### Data to process
* * * *

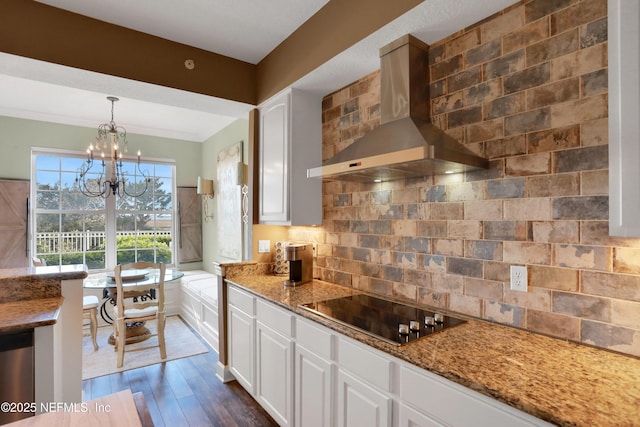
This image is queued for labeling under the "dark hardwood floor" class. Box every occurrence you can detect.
[82,330,278,427]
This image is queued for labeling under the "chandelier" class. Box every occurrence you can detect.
[76,96,151,199]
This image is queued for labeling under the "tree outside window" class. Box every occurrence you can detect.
[32,152,175,270]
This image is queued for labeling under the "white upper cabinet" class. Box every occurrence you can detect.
[608,0,640,237]
[259,89,322,225]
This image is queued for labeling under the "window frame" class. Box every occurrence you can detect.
[29,147,178,272]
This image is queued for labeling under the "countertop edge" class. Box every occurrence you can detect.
[0,296,64,334]
[226,276,640,426]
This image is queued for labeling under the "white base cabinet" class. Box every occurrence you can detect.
[227,285,551,427]
[255,300,294,426]
[337,369,392,427]
[258,89,322,225]
[294,318,335,427]
[227,287,256,395]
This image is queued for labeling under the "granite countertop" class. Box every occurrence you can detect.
[0,265,87,334]
[0,296,63,334]
[227,275,640,427]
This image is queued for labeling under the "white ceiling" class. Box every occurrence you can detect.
[0,0,517,142]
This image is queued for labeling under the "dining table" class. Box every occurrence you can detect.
[83,268,184,345]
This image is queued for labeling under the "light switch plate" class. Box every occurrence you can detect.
[258,240,271,254]
[510,265,528,292]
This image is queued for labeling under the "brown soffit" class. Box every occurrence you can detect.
[0,0,423,105]
[257,0,424,103]
[0,0,256,105]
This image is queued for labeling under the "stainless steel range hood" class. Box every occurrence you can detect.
[307,35,489,182]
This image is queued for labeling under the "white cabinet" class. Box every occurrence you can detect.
[336,337,393,427]
[227,286,255,395]
[608,0,640,237]
[398,403,446,427]
[256,300,294,426]
[336,369,392,427]
[294,318,334,427]
[258,89,322,225]
[399,363,551,427]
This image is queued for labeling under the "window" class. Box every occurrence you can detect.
[31,151,175,270]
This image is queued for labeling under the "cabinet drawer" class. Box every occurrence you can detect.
[296,318,333,360]
[256,299,293,338]
[400,366,551,427]
[227,286,255,316]
[338,337,393,391]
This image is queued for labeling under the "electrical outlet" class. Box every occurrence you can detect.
[510,265,527,292]
[258,240,271,254]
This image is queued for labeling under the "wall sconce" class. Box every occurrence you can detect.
[196,177,213,222]
[236,162,249,224]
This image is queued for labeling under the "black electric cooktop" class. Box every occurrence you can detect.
[300,294,465,345]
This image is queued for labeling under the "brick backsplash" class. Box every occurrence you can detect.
[289,0,640,362]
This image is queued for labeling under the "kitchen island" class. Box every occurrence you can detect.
[226,271,640,426]
[0,265,87,414]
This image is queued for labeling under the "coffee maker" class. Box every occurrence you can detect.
[284,244,313,286]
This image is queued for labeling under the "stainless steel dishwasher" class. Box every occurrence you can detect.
[0,329,35,424]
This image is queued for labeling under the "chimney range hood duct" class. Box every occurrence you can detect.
[307,35,489,182]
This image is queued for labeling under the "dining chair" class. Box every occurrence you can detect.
[113,262,167,368]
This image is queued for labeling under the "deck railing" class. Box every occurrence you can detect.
[36,230,171,254]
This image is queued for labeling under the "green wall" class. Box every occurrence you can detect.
[201,119,249,271]
[0,116,202,187]
[0,116,249,271]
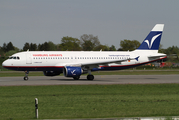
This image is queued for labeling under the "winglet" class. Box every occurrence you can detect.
[137,24,164,50]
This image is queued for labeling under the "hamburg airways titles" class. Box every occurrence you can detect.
[33,54,62,57]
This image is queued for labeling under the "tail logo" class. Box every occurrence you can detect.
[144,33,161,49]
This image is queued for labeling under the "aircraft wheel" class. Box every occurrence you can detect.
[87,75,94,80]
[73,76,80,80]
[24,77,29,81]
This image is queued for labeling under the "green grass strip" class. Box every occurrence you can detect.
[0,84,179,119]
[0,70,179,77]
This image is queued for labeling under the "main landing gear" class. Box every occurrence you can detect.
[73,76,80,80]
[24,71,29,81]
[87,75,94,80]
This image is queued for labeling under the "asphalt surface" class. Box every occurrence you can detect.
[0,75,179,86]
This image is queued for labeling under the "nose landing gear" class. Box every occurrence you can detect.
[24,71,29,81]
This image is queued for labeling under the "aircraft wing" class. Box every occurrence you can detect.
[81,56,139,66]
[148,53,167,58]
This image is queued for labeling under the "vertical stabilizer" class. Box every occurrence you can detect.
[136,24,164,50]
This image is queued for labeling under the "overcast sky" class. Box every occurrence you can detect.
[0,0,179,49]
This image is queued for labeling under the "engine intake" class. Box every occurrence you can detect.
[63,66,83,77]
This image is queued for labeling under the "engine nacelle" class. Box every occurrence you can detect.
[63,66,83,77]
[43,71,60,76]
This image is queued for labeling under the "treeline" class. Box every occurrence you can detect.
[0,34,179,60]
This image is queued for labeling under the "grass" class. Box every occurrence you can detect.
[0,84,179,119]
[0,69,179,77]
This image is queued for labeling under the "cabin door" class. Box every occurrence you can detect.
[26,53,32,64]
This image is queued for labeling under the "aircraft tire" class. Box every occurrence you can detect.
[87,75,94,80]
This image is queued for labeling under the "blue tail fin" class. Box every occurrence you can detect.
[137,24,164,50]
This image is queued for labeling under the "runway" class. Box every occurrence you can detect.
[0,75,179,86]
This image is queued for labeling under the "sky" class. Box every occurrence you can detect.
[0,0,179,49]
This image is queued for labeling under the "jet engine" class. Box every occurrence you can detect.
[43,71,60,76]
[63,66,83,77]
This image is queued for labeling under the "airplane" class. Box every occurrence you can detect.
[2,24,167,80]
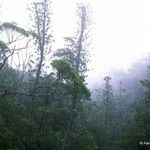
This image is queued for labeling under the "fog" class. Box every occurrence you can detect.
[1,0,150,87]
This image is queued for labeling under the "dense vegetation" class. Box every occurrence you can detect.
[0,0,150,150]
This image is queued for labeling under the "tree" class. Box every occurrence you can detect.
[27,0,52,116]
[54,4,90,73]
[52,60,90,150]
[103,76,114,150]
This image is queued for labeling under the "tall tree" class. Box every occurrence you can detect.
[30,0,52,91]
[54,4,90,73]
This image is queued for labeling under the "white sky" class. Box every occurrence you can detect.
[0,0,150,85]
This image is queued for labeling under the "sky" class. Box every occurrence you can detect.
[0,0,150,86]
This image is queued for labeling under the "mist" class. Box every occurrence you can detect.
[0,0,150,150]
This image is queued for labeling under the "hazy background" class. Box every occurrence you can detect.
[0,0,150,87]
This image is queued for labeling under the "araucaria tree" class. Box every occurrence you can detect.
[31,0,52,91]
[54,4,90,73]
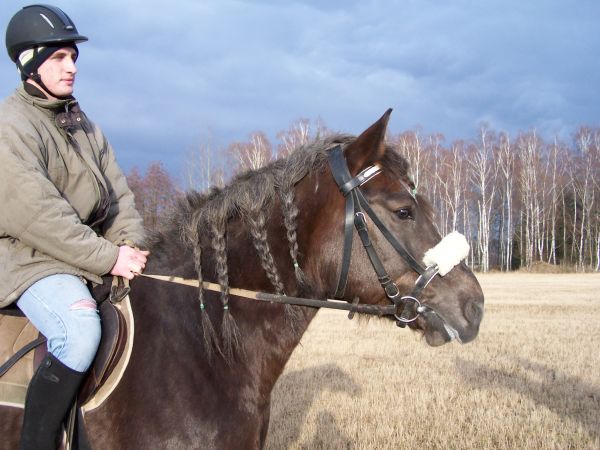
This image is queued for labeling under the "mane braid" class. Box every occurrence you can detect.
[179,135,354,362]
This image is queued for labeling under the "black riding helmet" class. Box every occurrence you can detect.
[6,5,88,63]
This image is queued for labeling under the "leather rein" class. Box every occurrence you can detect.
[140,145,438,327]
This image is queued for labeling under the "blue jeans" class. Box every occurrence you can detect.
[17,274,101,372]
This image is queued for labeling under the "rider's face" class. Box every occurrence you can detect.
[38,47,77,97]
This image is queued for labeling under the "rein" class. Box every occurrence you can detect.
[139,273,396,319]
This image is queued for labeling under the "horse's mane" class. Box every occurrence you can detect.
[157,134,412,359]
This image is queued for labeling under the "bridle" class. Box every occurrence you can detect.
[329,145,438,327]
[140,145,458,338]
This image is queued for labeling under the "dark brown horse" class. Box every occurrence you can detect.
[0,111,483,449]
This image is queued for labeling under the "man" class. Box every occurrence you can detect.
[0,5,148,450]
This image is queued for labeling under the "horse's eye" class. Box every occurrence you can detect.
[396,208,412,220]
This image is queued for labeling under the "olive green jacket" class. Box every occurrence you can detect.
[0,86,144,307]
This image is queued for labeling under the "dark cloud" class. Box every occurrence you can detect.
[0,0,600,177]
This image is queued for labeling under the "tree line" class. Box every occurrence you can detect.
[128,119,600,272]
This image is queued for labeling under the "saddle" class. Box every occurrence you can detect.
[0,278,134,412]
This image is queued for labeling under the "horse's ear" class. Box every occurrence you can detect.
[346,108,392,176]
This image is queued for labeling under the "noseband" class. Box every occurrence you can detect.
[329,145,439,327]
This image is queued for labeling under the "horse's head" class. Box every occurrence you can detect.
[298,110,483,346]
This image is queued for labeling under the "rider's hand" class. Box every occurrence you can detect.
[110,245,150,280]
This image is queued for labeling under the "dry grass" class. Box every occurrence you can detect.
[267,273,600,450]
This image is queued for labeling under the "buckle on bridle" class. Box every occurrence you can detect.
[394,295,423,326]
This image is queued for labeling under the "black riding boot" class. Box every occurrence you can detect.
[19,354,85,450]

* * * *

### Problem to work on
Please arrange the lines from the start of the records above through the line containing "[32,152,175,270]" as a numbered list, skipping blank lines. Leave the pictures out.

### Task response
1. This image is queued for labeling under the "dark hardwood floor" class. Box every occurrence you can detect.
2. [82,330,278,427]
3. This image is queued for labeling under the "chandelier" class. Box every occurrence you can detect.
4. [76,96,151,199]
5. This image is queued for labeling under the "tree outside window" class. Box every occurrence you can detect.
6. [32,152,175,270]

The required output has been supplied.